What is needed here is a faithful repeat of every entry, with no character changed.
Records for the exercise START
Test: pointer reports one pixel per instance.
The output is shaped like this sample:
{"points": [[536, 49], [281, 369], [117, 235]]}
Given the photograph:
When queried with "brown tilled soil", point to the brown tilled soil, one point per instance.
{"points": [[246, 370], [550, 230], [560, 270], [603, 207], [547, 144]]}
Records for the exercise END
__Exercise answer__
Test: pointer reports one pixel per instance.
The output is shaped like this sample:
{"points": [[536, 49], [281, 369], [117, 235]]}
Given the photograph:
When queried with "brown tilled soil", point to the brown tilled soil, one point per instance.
{"points": [[246, 370], [550, 230], [560, 270], [603, 207], [547, 144]]}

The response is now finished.